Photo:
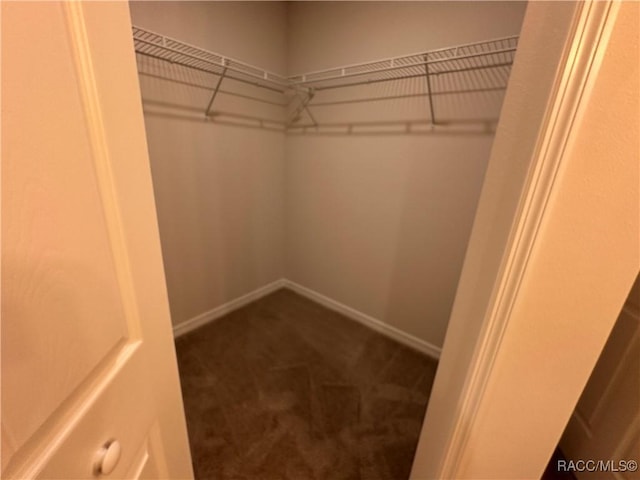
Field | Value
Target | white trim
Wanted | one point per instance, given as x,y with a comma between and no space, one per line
220,311
373,323
567,102
368,321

# DESCRIPTION OF THE TASK
Copy out every line of the entries above word for word, leaving out the pictures.

# ANSWER TO THIS TASK
Photo:
Field | Value
Target | white trim
Wanted | one point per instance, given as x,y with a comma between and no space, one per line
220,311
373,323
567,102
368,321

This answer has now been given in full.